*** Opening MATERIAL FOR THIS EXERCISE ***

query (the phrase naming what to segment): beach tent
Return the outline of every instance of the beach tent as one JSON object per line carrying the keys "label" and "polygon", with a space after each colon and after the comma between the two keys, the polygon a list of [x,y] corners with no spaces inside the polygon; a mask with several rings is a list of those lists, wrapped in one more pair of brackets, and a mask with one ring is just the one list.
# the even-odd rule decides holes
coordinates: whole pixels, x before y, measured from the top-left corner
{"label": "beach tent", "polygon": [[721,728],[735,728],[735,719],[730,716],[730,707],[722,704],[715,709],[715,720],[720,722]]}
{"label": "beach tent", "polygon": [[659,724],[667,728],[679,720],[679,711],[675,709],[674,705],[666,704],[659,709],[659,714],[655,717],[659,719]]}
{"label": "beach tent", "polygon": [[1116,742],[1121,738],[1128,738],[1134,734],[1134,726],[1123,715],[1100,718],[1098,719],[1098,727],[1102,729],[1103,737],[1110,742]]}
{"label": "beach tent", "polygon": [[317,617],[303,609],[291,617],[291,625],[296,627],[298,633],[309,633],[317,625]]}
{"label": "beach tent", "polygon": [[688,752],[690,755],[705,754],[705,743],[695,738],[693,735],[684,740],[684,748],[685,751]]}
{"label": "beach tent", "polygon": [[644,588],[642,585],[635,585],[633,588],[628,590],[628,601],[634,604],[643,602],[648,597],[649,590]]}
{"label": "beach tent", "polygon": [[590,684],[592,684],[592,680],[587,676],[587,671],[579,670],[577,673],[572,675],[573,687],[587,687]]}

*** Closing MATERIAL FOR THIS EXERCISE ***

Your reply should match the data above exactly, line for line.

WRITTEN REPLY:
query (the phrase naming what to segment): beach tent
Return the outline of every instance of the beach tent as one JSON object per line carrying the keys "label" and "polygon", with a space after each colon and after the comma between the two keys, the polygon a list of [x,y] corners with no spaces inside the polygon; a mask with several rings is a list of those lists, wrapped in one more pair of brackets, and a mask with one ring is just the one list.
# the even-odd rule decides holes
coordinates: whole pixels, x before y, measured from the top-left corner
{"label": "beach tent", "polygon": [[721,728],[735,728],[735,719],[730,716],[730,707],[722,704],[715,709],[715,720],[720,722]]}
{"label": "beach tent", "polygon": [[659,724],[667,728],[679,720],[679,711],[675,709],[674,705],[666,704],[659,709],[659,714],[655,717],[659,719]]}
{"label": "beach tent", "polygon": [[1116,742],[1121,738],[1128,738],[1134,734],[1134,726],[1123,715],[1100,718],[1098,719],[1098,727],[1102,729],[1103,737],[1110,742]]}
{"label": "beach tent", "polygon": [[317,617],[303,609],[291,617],[291,625],[296,627],[298,633],[309,633],[317,625]]}
{"label": "beach tent", "polygon": [[688,752],[690,755],[705,754],[705,743],[695,738],[693,735],[684,740],[684,748],[685,751]]}
{"label": "beach tent", "polygon": [[644,588],[642,585],[635,585],[633,588],[628,590],[628,601],[634,604],[643,602],[648,597],[649,590]]}
{"label": "beach tent", "polygon": [[590,684],[592,684],[592,680],[587,676],[587,671],[579,670],[577,673],[572,675],[573,687],[587,687]]}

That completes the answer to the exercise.